6

I have a number of files encrypted with a key derived from a password. In line with standard practice, I use a random salt and password and do many PBKDF2 iterations to obtain an encryption key and IV. I then use this to encrypt the data with AES-256 in CBC mode.

In what ways could the security of my data be compromised if an hypothetical attacker knows that the first bytes of every plaintext file are a fixed string such as "abcdef"?

Jonathan Garber
  • 518
  • 3
  • 15
user21203
  • 273
  • 1
  • 5
  • 11
  • Also you could guess the first bytes of the file by the file extension. For instance ".class" files are prefixed with `0xCA 0xFE 0xBA 0xBE`... – tiktak Feb 11 '15 at 09:08

2 Answers2

7

If knowing part of the plaintext gives an advantage to the attacker in its efforts to guess or recompute other encrypted bytes, or the key itself, then this is considered a serious weakness of the encryption algorithm. No such weakness is known for AES.

The paragraph above needs some precisions. Indeed, if I, as an attacker, is given the knowledge that some plaintext bytes are "Pope Bened.ct XVI is resigning", with the "." being a byte unknown to the attacker, then I can guess with relatively high probability that the unknown byte actually encodes an "i". So the correct definition would be: if the attacker, given knowledge of some plaintext bytes and the whole encrypted file, can guess the missing bytes with higher probability of success than the same attacker who knows the same plaintext bytes but not the encrypted file, then the encryption algorithm can be considered as broken. AES is not considered as broken, so that's OK.

Another point is about active attacks. An attacker may want to modify the data so as to induce an honest system to work over fake data; and the behaviour of that system can give a lot of information about the unknown bytes (a variant of this attack is what is used in the BEAST attack on SSL/TLS). Knowledge of some plaintext bytes makes such attacks easier. AES-CBC, by itself, does not protect against active attackers. To defeat active attackers, you need to apply a MAC. Combining encryption and MAC is not easy; you'd better replace CBC with an encryption mode which includes a MAC and handles the hard work (e.g. GCM or EAX).

(The definition above is about "known plaintext attacks", where the attacker knows part of the plaintext. For active attacks, we would talk about "chosen plaintext attacks", where the attacker gets to choose part of the plaintext, and "chosen ciphertext attacks", where the attacker alters the ciphertext and observes more or less directly the result of decryption. Properly applied and verified MAC gives reliable protection against chosen ciphertext attacks.)

::::::::::

■ **DIRECTIONS**:
A – In the encryption thread, rewrite the paragraph beginning "Another point is about active attacks" as a short bulleted list that keeps its main facts.
B – List every encryption mode that the encryption thread names.

■ **RAW DATA**:
::::::::::

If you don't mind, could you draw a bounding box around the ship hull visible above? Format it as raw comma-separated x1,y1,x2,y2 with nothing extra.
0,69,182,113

::::::::::

■ **SOLUTION LIST**:
A –
- An active attacker may alter the data so that an honest system works on fake data, and that system's behavior can reveal a lot about the unknown bytes (a variant of this is used in the BEAST attack on SSL/TLS).
- Knowing some plaintext bytes makes such attacks easier.
- AES-CBC alone does not protect against active attackers; a MAC is needed.
- Combining encryption and a MAC is not easy, so it is better to replace CBC with a mode that includes a MAC, such as GCM or EAX.

B –
- CBC
- GCM
- EAX